┌─ Exercise text

From the Publisher
Praise for The Lost Sailors
"The writing is divine."
—Andrea Camilleri, author of the bestselling Inspector Montalbano series
"Izzo is exceptional at describing the melancholy, aching atmospheres in which these characters find themselves; he tenderly evokes their desperation, and via their misadventures portrays the cruelty of a world where men are sold for scrap like abandoned ships."
Praise for Jean-Claude Izzo's Marseilles Trilogy
"[Total Chaos is] full of fascinating characters, tersely brought to life in a prose style that is (thanks to Howard Curtis' shrewd translation) traditionally dark and completely original."
"[Izzo's] novel is rich, ambitious and passionate, and his sad, loving portrait of his native city is amazing."
—The Washington Post
"Izzo's Marseilles is ravishing. Every street, cafe and house has its own character."
—Globe and Mail (Toronto)
"What makes [Izzo's] work haunting is his extraordinary ability to convey the tastes and smells of Marseilles."
—The New Yorker
"The author masterfully depicts his native Marseilles' sensuous diversity, from down-at-heels
cafés to the increasingly ritzy and snobbish seaside."
This moody turn from the late Izzo (1945-2000), author of the hit Marseilles detective trilogy that includes Total Chaos, centers on the Aldebaran, a ship waylaid by debts in the port of Marseilles. After most of the freighter's crew is sent home, only the Lebanese captain, Abdul Aziz; the Greek first mate, Diamantis; and the pleasure-loving Turkish sailor Nedim remain. All three are dogged by a loss of purpose, memories of the women they have loved and abandoned, and the great myths of the Mediterranean, including the Odyssey. Diamantis emerges as the reluctant hero, determined to make amends with a woman he left in Marseilles 20 years before, while a middle-aged Abdul comes to terms with his morally ambiguous career at sea. Marseilles's seedy underbelly soon catches up to the lost sailors and entwines their lives in new ways. Izzo writes candidly about European racial politics, and his characters brood intriguingly, but their noirish flatness proves a real limit. (Sept.)Copyright 2007 Reed Business Information
Sailors can be more lost on land than they ever were at sea, suggests this moody drama from French novelist Izzo (Solea, 2007, etc.). When an aging freighter is impounded in Marseilles, its captain and crew are forced to choose. Most of the sailors accept a modest settlement and either head toward further adventures or return to homes long left behind. Three remain aboard the Aldebaran. Captain Abdul Aziz still feels guilty about failing in his obligation to a previous ship. For first mate Diamantis, "the sea was his life . . . the only place he felt free." Radio operator Nedim intended to leave, but he blew his money on a night of carousing. As this leisurely but entrancing human drama unravels, other motives for their inertia are revealed. Captain Aziz weighs his marriage, as his long-suffering wife waits for him to decide between her and the sea. Diamantis wonders about the first love he abandoned in this very port, and Nedim is haunted by memories of an affair cut short by his brutal actions. For these men, the sea is a comfortable purgatory: "Waiting didn't exist. Only leaving had any meaning. Leaving and coming back." To be on land means facing up to past actions and unresolved conflicts avoided for years. The author masterfully depicts his native Marseilles' sensuous diversity, from down-at-the-heels cafes to the increasingly ritzy and snobbish seaside. His characters are equally detailed, their sad stories revealed inch by inch through whiskey-fueled conversations and casual shore-side liaisons. Slow-building drama with a tragic denouement as inevitable and deadly as any storm at sea.

└─

▶ Your goal
Summarize the text above about The Lost Sailors in three sentences.

┌─ Dataset content

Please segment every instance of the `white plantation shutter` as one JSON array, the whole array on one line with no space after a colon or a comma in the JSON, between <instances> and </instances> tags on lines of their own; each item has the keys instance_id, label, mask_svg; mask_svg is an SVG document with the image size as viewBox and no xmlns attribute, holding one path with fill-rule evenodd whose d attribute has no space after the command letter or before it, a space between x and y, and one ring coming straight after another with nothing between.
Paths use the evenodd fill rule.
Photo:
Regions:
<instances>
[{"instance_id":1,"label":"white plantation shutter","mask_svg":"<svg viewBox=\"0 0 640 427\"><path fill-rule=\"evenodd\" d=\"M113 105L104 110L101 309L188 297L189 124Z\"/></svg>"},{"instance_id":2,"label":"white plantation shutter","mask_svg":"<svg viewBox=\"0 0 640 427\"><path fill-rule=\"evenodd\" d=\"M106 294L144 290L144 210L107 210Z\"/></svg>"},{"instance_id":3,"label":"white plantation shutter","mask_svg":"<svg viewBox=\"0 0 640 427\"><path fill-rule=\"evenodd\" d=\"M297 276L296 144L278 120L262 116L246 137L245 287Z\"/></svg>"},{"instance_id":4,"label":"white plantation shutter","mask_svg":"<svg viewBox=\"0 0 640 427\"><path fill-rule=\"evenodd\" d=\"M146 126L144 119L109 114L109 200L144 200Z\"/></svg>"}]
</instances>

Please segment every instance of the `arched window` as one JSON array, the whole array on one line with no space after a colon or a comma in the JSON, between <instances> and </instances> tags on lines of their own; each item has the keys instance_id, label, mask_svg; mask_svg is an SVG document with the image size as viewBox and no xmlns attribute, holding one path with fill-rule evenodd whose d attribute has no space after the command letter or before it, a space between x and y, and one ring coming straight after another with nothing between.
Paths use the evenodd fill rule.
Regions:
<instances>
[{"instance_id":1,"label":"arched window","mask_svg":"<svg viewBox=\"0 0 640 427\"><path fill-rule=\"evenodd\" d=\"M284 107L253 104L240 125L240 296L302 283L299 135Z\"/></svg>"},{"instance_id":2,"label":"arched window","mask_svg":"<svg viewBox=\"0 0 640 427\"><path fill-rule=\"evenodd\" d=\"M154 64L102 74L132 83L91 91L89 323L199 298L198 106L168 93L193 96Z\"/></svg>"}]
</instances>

└─

▶ Answer to the exercise
The text collects praise for Jean-Claude Izzo's The Lost Sailors and his Marseilles Trilogy, with reviewers admiring his writing and his portrait of his native Marseilles. Two reviews describe the novel as centered on the Aldebaran, a freighter held in the port of Marseilles, where Captain Abdul Aziz, first mate Diamantis and Nedim remain aboard, haunted by the women they left and by past actions they have long avoided. One review praises the characters' intriguing brooding but finds their noirish flatness a real limit, while the other calls the book a slow-building drama with a tragic denouement.